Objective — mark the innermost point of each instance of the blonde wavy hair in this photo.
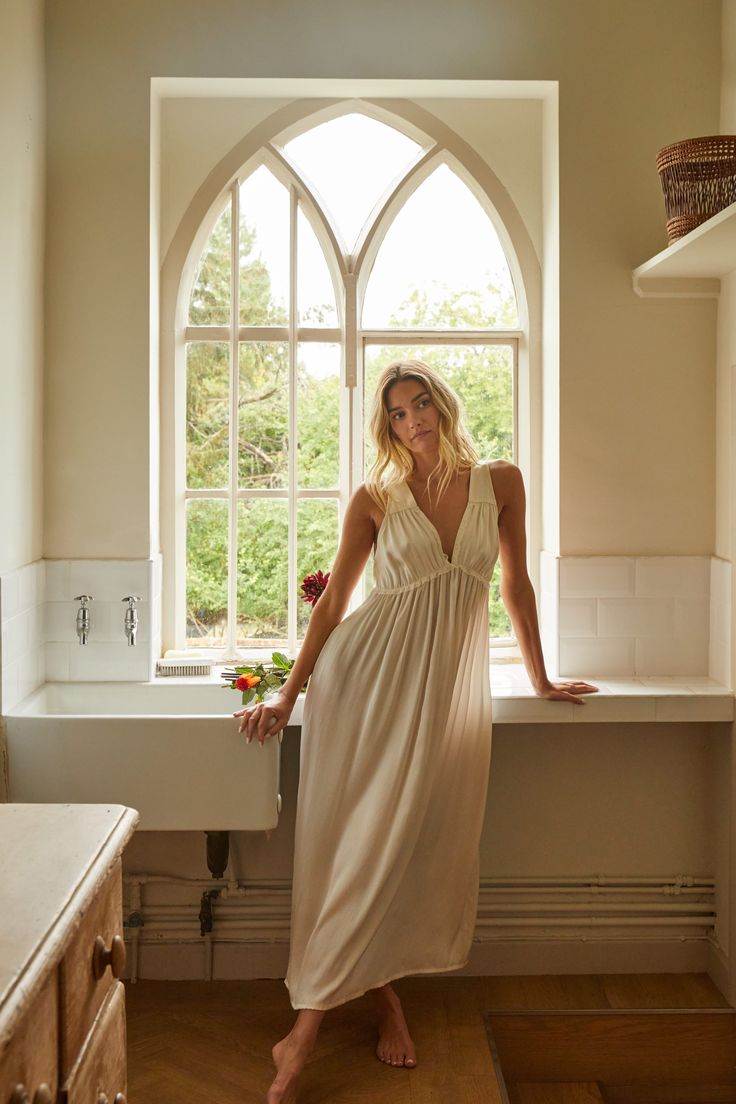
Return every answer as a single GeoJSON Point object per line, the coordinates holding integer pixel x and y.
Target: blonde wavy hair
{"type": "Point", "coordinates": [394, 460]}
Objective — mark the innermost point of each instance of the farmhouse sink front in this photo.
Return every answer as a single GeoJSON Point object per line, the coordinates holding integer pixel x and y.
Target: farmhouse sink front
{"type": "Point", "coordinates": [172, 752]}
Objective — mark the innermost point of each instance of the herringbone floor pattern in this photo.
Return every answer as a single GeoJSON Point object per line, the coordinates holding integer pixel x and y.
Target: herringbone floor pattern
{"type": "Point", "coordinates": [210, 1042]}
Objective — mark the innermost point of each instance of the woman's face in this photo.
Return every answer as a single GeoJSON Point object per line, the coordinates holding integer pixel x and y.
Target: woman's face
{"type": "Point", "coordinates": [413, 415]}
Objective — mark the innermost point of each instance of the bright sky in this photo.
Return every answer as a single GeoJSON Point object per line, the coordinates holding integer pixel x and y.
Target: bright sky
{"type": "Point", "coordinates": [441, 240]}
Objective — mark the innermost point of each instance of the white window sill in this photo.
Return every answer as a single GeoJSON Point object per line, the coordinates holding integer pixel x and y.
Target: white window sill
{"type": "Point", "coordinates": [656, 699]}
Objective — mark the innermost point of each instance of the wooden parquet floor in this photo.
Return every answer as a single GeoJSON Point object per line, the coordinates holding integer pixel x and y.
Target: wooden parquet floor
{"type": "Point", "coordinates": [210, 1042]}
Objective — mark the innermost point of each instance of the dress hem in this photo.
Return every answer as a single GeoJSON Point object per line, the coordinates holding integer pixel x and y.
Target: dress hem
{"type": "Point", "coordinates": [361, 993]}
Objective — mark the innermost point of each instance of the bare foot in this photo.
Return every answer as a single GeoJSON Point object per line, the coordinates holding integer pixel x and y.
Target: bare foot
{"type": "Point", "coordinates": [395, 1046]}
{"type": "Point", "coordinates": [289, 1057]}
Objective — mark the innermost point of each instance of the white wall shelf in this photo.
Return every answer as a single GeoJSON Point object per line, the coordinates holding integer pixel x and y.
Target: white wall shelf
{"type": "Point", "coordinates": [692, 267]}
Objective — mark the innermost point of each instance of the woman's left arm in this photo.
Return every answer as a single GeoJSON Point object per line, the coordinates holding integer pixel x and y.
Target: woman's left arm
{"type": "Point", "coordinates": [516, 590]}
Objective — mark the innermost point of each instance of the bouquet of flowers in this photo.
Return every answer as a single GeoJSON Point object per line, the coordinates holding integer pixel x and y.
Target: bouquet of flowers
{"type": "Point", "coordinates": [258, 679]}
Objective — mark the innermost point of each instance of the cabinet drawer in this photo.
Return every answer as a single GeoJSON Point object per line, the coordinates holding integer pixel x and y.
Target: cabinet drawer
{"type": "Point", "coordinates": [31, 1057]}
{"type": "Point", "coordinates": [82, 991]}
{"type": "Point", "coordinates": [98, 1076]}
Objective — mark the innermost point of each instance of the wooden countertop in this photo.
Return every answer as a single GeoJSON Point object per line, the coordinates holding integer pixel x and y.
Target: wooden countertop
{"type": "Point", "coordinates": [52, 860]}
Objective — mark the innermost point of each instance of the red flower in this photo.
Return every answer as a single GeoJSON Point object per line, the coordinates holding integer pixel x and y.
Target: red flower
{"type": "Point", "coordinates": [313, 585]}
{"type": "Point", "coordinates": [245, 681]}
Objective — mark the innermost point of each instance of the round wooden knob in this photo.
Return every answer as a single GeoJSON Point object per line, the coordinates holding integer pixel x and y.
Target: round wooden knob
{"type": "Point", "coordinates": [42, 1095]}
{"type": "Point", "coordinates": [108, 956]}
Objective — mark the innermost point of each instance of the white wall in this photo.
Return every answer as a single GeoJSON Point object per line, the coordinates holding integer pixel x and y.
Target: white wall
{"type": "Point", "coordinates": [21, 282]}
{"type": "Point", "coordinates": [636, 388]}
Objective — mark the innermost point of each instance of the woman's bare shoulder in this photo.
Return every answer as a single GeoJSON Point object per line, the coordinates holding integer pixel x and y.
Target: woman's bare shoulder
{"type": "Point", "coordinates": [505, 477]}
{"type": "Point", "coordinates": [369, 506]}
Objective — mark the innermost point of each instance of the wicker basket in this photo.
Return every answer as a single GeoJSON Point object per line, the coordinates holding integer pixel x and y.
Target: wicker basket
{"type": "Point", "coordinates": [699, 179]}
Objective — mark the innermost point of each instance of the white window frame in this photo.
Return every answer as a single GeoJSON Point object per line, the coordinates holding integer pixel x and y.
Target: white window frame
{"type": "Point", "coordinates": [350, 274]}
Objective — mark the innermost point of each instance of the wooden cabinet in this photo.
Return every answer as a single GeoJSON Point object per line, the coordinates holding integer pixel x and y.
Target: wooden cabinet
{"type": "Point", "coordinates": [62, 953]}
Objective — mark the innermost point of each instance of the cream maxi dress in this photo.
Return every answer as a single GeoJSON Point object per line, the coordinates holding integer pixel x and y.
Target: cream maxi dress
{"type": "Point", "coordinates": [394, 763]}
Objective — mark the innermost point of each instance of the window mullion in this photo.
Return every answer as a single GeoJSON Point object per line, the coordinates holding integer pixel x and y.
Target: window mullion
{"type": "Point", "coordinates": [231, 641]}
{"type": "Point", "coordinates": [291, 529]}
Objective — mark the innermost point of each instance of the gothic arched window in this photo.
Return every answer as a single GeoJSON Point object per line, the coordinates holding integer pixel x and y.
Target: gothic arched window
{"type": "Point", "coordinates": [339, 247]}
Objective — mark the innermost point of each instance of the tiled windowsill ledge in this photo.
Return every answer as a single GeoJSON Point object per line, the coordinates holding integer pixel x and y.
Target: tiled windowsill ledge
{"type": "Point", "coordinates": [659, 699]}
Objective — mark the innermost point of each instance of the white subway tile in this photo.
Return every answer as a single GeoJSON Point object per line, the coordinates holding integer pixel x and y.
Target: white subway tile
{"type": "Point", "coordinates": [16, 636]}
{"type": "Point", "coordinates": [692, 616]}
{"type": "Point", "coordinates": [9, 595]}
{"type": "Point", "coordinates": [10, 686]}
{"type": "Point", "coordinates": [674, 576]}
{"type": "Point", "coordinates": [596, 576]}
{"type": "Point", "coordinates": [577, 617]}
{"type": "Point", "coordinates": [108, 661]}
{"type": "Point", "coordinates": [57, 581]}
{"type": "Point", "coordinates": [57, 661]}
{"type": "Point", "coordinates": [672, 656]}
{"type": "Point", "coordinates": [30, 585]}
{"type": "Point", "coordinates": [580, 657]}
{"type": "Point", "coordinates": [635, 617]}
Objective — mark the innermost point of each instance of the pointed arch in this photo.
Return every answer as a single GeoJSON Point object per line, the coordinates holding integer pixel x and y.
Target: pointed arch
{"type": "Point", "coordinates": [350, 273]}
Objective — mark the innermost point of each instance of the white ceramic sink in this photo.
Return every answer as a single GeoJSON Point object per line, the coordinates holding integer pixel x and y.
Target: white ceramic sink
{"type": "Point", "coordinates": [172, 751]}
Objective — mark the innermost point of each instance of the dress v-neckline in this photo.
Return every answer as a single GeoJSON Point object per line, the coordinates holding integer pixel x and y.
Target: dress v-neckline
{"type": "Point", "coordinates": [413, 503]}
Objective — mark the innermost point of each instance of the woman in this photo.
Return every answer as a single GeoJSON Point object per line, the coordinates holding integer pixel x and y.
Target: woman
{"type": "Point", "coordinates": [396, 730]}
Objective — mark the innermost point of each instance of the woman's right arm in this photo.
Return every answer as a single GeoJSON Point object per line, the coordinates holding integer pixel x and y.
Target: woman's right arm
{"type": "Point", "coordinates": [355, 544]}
•••
With the line holding "left arm in this photo." as the first and the line holding "flowers in this photo." as the last, please transcribe exactly the lines of the material above in that range and nothing else.

* _Solution for this problem_
Objective — mark the innermost point of each instance of the woman's left arm in this photo.
Return every answer as a single GeoJSON Point object per line, the coordinates holding integer pixel x and y.
Target: woman's left arm
{"type": "Point", "coordinates": [516, 590]}
Objective — mark the innermost point of each instance of the bouquet of flowers in this photo.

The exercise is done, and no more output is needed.